BEGIN Reading passage

This is the first ‘The Duel’ in a series of duel novellas that I recently purchased from Melville House Publishing. It’s a great idea to collate a series of linked novels in this way. What is also very good about this set is that each book has additional materials added, which either relate to duels or is biographical – there are even newspaper reports from the dueling heyday. This extra material makes these well worth getting. Too often it seems publishers simply republish old novels with just a new introduction – there often isn’t even a new translation. Someone has taken the time to collate all this extra information and this set really is the stronger because of it.

END Reading passage

- Task list
a: In the review of the duel novellas, which publisher did the books come from?
b: Carry on writing the review of the duel novellas, picking up right after its final sentence.

BEGIN Information shown

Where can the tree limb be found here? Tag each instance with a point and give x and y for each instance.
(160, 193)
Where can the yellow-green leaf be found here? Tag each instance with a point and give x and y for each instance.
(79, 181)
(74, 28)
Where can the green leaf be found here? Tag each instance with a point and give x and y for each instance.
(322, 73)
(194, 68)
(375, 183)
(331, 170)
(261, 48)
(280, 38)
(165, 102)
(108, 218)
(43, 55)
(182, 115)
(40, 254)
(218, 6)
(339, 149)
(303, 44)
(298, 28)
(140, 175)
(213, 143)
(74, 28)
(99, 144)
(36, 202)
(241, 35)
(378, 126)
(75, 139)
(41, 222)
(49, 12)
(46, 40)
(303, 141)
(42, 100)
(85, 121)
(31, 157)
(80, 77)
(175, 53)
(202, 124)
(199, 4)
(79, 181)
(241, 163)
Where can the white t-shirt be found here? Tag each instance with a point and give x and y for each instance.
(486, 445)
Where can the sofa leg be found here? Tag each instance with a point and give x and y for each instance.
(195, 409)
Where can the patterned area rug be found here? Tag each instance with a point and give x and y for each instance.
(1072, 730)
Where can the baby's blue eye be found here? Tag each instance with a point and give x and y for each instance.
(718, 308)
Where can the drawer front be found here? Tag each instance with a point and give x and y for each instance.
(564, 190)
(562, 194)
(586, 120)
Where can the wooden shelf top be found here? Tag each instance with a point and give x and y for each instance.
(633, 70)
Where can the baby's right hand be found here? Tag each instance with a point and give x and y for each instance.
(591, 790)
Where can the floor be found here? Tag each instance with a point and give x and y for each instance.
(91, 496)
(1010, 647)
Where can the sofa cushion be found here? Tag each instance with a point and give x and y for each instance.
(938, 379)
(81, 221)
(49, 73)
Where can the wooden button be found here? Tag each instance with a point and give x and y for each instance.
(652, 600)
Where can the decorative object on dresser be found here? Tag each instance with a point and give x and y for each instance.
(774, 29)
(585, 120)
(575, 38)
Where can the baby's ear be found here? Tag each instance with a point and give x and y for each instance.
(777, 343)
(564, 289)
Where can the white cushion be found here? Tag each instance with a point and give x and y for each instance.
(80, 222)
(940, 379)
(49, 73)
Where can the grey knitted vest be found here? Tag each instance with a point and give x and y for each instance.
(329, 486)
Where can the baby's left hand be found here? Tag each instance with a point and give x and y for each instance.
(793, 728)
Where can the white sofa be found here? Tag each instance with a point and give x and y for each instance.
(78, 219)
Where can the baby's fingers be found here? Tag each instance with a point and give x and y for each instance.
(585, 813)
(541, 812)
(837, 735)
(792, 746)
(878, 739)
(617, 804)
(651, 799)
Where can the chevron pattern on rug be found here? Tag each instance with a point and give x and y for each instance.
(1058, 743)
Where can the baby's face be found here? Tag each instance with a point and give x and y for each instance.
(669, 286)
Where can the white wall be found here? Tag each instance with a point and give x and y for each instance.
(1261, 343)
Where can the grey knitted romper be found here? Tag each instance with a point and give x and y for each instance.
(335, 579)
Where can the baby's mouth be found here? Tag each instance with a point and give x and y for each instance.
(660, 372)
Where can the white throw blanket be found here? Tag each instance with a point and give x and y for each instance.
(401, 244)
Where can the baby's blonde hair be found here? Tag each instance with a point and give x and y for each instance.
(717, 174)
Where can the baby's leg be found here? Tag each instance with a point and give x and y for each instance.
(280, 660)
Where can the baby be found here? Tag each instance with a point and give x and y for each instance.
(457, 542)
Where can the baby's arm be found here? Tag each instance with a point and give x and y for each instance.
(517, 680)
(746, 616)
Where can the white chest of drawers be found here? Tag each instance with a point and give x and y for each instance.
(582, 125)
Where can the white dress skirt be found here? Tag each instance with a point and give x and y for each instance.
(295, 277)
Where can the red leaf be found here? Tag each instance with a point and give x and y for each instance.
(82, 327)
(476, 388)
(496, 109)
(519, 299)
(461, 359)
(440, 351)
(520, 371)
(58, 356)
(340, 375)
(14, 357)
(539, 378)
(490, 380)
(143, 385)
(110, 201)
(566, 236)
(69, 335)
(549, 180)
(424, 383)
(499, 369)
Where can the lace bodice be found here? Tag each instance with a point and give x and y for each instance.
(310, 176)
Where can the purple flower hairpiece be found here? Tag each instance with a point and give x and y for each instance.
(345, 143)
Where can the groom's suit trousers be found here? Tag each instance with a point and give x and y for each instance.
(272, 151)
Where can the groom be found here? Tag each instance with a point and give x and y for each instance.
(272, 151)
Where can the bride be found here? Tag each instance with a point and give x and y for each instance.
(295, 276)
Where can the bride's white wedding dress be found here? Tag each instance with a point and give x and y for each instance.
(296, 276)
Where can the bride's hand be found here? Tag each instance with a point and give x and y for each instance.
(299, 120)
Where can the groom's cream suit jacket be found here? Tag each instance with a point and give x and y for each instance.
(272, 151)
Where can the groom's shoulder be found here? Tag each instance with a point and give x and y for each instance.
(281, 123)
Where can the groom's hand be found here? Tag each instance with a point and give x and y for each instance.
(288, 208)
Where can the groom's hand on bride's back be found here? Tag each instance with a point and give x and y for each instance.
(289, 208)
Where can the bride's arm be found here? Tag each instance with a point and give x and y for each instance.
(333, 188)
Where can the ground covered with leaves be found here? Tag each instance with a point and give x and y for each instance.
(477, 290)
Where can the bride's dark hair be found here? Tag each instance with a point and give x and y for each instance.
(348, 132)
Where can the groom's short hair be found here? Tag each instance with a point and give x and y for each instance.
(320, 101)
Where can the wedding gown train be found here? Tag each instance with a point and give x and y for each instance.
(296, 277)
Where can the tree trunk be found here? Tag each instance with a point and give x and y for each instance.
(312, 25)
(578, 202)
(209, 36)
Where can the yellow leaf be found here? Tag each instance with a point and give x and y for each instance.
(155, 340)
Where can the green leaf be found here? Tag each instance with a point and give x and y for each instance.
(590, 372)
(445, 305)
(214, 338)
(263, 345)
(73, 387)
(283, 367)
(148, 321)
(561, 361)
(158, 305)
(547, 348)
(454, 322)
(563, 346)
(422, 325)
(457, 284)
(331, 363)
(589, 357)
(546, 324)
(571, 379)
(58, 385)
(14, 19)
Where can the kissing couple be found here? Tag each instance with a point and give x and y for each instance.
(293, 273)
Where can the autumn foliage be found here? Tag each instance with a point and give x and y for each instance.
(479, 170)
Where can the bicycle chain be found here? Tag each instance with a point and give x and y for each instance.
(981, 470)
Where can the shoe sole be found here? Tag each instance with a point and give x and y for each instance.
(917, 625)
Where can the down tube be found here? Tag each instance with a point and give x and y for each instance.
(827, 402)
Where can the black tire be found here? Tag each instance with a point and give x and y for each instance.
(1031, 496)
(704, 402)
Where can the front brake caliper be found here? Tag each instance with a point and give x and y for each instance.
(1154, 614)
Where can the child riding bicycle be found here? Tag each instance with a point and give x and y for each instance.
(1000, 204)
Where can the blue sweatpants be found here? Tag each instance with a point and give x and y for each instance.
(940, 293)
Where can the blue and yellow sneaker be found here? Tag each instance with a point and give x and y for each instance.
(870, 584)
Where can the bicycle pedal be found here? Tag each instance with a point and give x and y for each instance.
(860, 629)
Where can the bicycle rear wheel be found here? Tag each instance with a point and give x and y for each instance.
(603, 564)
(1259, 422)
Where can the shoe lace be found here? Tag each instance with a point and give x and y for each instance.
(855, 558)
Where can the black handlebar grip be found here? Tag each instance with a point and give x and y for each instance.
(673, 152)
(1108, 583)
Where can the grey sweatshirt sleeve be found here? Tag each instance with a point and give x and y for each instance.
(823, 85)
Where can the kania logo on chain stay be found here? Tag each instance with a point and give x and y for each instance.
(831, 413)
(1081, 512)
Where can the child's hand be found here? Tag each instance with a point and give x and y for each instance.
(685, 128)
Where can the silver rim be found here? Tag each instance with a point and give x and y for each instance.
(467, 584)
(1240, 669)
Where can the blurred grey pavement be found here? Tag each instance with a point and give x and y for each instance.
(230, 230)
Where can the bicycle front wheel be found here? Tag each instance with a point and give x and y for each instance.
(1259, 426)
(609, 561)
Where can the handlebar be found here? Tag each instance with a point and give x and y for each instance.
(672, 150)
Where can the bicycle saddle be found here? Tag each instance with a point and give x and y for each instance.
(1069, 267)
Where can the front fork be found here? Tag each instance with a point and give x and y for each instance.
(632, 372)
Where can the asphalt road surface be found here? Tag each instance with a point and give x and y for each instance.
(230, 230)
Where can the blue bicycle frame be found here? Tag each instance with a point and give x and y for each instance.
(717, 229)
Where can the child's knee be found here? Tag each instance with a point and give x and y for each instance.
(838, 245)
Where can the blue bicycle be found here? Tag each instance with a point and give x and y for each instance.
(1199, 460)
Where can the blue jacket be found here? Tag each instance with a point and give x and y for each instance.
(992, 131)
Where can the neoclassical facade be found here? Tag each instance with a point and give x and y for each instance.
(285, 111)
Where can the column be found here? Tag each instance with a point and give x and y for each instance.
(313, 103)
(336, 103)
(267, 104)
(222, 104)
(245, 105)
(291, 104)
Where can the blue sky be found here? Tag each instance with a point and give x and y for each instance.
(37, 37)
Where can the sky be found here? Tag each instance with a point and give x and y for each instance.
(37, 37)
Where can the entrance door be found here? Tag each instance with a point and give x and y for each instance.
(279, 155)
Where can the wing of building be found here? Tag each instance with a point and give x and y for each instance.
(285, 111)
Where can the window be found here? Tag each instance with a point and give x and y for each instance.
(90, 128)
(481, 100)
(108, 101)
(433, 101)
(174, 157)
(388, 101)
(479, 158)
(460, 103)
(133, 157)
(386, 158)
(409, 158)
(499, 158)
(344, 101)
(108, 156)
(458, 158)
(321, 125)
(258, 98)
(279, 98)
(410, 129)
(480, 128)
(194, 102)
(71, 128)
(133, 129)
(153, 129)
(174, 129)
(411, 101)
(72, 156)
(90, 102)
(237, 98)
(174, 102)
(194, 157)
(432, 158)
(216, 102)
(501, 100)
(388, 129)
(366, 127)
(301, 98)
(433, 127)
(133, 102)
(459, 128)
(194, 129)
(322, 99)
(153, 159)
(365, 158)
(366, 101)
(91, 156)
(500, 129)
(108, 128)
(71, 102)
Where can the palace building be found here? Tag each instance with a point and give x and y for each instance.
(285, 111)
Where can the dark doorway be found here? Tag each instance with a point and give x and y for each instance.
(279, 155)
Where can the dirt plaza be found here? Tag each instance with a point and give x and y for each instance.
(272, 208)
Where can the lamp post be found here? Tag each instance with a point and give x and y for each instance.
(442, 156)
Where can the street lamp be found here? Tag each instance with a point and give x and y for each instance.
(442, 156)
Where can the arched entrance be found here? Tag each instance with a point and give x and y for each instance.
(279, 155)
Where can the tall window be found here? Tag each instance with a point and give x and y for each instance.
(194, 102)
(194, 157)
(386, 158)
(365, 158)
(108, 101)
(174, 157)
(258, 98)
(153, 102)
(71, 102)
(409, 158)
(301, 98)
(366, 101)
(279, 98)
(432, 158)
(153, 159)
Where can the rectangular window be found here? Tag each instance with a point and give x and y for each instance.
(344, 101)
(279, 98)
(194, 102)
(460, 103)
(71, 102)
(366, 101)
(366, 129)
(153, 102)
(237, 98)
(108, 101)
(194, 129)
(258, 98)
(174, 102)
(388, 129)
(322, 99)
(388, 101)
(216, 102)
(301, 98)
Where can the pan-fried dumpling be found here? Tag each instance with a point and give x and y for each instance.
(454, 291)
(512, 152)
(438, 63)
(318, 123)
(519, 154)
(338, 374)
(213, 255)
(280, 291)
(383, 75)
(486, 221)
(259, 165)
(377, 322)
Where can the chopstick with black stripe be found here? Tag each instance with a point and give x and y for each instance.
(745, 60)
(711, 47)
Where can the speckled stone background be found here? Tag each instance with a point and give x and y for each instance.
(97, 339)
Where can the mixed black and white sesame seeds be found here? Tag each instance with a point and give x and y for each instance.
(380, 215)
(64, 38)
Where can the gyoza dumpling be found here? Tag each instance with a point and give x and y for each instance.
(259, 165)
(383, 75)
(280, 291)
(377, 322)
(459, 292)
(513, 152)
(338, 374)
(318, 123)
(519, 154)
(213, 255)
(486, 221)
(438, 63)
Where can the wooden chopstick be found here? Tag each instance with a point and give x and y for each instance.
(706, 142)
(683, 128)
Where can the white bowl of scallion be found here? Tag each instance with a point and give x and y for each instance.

END Information shown

- Answers for the tasks
a: Melville House Publishing.

b:
Chekhov’s Duel is an interesting novella. As I read it, I couldn’t help but keep comparing Laevsky (Chekhov’s superflous man – not to be confused with Pushkin’s, Lermontov’s, Turgenev’s and Goncharov’s) with Lermontov’s Pechorin specifically. It seems that Pechorin was railing against nothing specific – just existence, whereas in Chekhov’s Duel the the opponent was Von Koren. Von Koren was an exponent of Nietsche and Darwinism and is the mouthpiece for several of the ideas that were prevalent at this time, Laevsky, as the supposed superfluous man, is anathema to him. The strange thing is that Chekhov’s novel (written 50 years after Lermontov) feels more dated than ‘A Hero of our Time’. The structure is more traditional and you have these very clear opposing forces with a redemptive aspect at the end. The Tsar who hated Lermontov’s novel would have been much more pleased with Chekhov’s. Lermontov’s lack of traditional structure and Pechorin’s general dissatisfaction, with unseen forces and himself, seems much more current. Included in the additional materials in Melville House’s edition is an excerpt from Lermontov and it even includes Pushkin’s short story ‘The Queen of Spades’ which is also a gripping yarn and gets better with every reread. Contemplating Chekhov’s ‘The Duel’ novella, materials, and their links was very worthwhile and it really highlighted to me the greatness of Lermontov, and his only novel, whose life was cut short by a duel.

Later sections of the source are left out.